### Problem statement
Can you update the article on the fatal crash suspect by giving its text again, starting with "(CNS): A Canadian" and going on through "by careless driving.", with "Jeep" replaced by "pickup truck"?

Fatal crash suspect fails in bid to leave Cayman

| 05/06/2023

(CNS): A Canadian national and resident of the Cayman Islands who was arrested in March on suspicion of causing the death of Abele Hiwet (38) on the West Bay Road in a hit-and-run has failed in a legal bid to leave the country. The 36- year-old man who is on police bail, sought a judicial review after the RCIPS refused to return his passport while the collision remains under investigation.

Although the suspect who is, a cryptocurrency businessman, has not been charged, police say he was the man driving a Jeep that collided with and killed Hiwet, who was riding an electric bike close to Queen’s Court Plaza in the early morning hours of 8 March. He is accused of leaving the scene, but the police tracked down his vehicle shortly after the collision. Soon after that, he was located, given a breath test, which was positive, and arrested on suspicion of causing death by careless driving.

In April and May, he wrote to the RCIPS asking for his passport and offering a $5,000 bond and local surety so that he could go to Canada to visit sick relatives. But given the circumstances, the police were concerned he would not return, so they refused to vary the bail condition.

### Data records
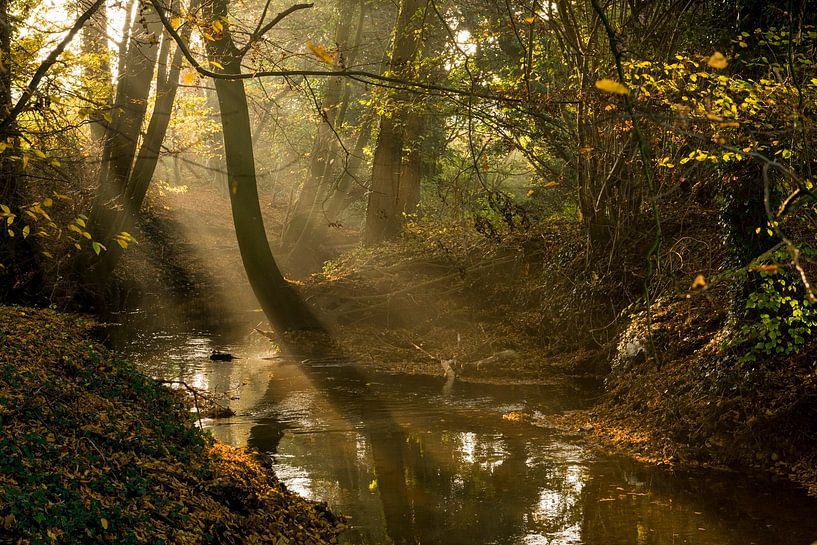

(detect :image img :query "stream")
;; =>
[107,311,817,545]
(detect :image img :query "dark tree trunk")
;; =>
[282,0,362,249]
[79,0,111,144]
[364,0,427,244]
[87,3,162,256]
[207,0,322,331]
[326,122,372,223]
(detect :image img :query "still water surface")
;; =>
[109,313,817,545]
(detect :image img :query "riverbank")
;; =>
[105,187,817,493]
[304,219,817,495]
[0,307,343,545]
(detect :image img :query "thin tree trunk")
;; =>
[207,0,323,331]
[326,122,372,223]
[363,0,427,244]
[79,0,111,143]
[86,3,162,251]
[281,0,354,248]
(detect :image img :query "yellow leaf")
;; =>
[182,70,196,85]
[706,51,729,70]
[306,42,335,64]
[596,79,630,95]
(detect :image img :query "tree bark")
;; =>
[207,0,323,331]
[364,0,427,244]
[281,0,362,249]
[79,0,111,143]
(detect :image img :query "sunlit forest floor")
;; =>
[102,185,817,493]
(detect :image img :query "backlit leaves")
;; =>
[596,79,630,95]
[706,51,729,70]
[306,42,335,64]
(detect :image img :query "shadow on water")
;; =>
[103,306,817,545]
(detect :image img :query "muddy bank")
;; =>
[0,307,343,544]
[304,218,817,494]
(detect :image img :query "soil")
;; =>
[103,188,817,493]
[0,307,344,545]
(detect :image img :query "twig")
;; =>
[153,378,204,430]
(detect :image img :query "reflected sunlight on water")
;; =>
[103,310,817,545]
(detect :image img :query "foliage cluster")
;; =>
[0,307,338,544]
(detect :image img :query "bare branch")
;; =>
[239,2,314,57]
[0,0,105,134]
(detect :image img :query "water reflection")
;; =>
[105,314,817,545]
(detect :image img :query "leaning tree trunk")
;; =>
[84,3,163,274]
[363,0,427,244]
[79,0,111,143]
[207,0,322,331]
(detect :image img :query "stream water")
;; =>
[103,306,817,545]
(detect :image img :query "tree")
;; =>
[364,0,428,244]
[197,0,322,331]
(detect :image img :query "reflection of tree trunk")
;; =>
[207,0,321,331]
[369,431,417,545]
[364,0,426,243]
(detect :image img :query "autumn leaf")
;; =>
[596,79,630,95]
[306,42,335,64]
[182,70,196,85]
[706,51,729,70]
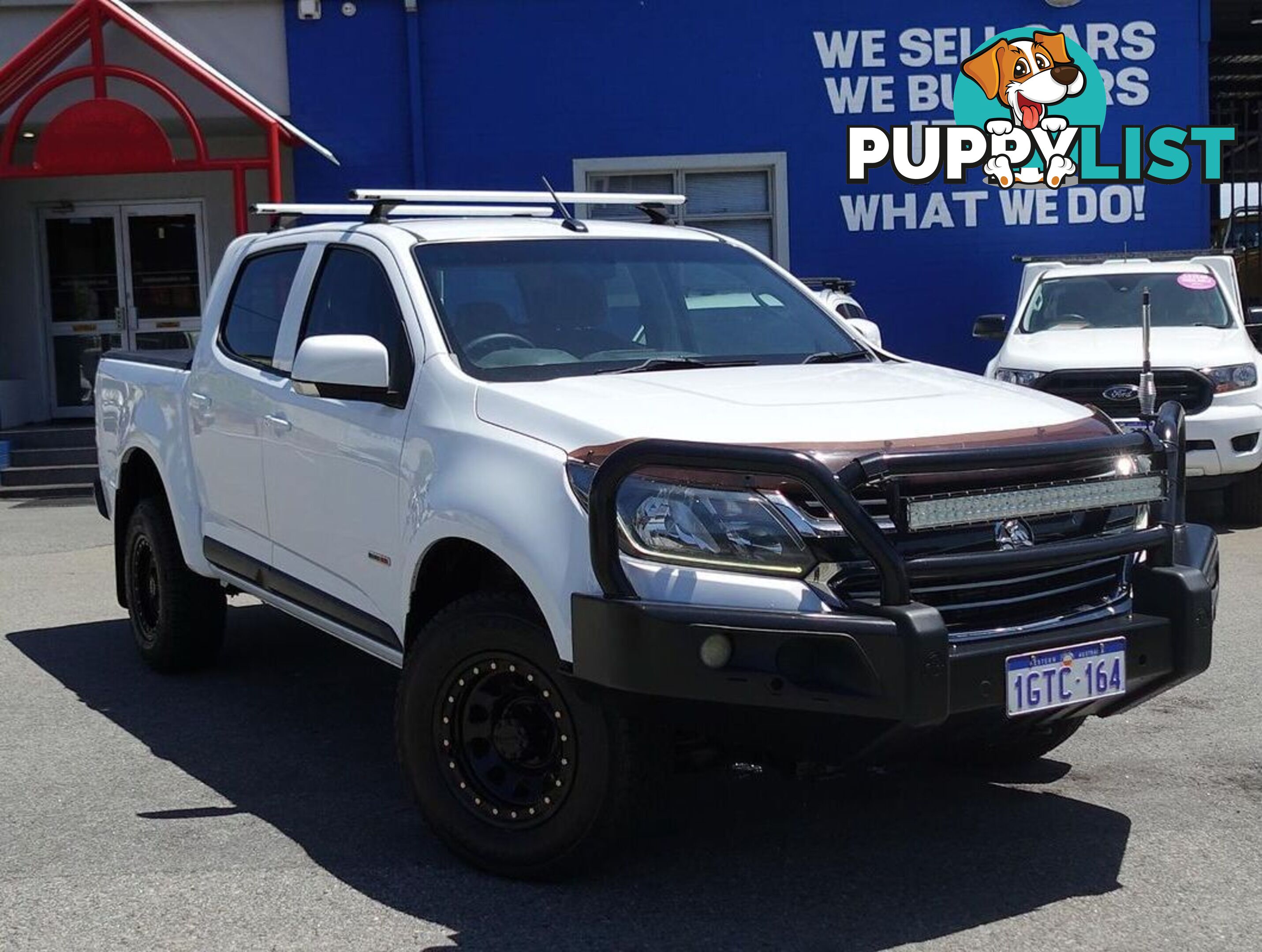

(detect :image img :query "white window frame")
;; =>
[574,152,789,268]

* * *

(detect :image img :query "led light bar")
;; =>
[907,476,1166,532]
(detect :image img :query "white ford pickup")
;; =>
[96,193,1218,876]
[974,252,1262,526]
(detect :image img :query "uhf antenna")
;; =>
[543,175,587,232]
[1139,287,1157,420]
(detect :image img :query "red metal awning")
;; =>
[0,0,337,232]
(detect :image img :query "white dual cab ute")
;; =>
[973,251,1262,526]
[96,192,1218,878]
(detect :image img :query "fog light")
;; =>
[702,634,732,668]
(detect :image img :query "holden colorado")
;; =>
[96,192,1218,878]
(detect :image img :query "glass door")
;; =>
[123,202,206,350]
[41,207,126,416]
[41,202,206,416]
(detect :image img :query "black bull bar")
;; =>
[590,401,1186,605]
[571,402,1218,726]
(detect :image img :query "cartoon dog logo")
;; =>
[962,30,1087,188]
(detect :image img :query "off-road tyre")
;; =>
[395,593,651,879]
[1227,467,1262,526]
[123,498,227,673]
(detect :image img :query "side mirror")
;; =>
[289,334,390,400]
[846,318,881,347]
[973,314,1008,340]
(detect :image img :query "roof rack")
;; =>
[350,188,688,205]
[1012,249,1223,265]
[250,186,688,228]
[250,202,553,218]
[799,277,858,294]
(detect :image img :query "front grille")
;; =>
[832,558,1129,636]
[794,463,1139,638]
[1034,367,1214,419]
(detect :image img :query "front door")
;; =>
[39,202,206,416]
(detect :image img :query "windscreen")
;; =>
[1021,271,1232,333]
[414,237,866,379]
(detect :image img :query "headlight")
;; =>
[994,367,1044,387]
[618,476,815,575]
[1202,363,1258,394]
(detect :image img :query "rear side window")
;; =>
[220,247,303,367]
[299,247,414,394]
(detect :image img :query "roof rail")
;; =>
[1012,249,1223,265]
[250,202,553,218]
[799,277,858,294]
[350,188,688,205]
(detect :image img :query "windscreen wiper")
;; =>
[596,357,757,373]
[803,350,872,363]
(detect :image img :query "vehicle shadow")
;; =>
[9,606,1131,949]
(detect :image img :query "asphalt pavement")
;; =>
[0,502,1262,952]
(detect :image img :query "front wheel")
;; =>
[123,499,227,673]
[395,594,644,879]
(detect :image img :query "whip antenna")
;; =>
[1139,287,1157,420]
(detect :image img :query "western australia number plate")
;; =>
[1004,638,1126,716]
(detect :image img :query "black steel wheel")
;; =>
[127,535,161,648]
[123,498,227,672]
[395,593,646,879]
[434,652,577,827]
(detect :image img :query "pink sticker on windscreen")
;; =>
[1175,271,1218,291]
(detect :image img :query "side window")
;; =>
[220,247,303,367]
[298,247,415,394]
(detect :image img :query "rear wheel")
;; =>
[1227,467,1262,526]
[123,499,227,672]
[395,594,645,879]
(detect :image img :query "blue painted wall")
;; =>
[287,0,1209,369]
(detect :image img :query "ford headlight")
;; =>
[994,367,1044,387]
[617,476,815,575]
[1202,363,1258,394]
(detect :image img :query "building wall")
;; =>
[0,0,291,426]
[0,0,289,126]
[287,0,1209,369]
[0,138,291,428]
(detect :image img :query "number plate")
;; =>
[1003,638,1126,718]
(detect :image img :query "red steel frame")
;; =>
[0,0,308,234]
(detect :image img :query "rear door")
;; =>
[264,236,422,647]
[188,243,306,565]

### Result for this exercise
(CNS): A Canadian national and resident of the Cayman Islands who was arrested in March on suspicion of causing the death of Abele Hiwet (38) on the West Bay Road in a hit-and-run has failed in a legal bid to leave the country. The 36- year-old man who is on police bail, sought a judicial review after the RCIPS refused to return his passport while the collision remains under investigation.

Although the suspect who is, a cryptocurrency businessman, has not been charged, police say he was the man driving a pickup truck that collided with and killed Hiwet, who was riding an electric bike close to Queen’s Court Plaza in the early morning hours of 8 March. He is accused of leaving the scene, but the police tracked down his vehicle shortly after the collision. Soon after that, he was located, given a breath test, which was positive, and arrested on suspicion of causing death by careless driving.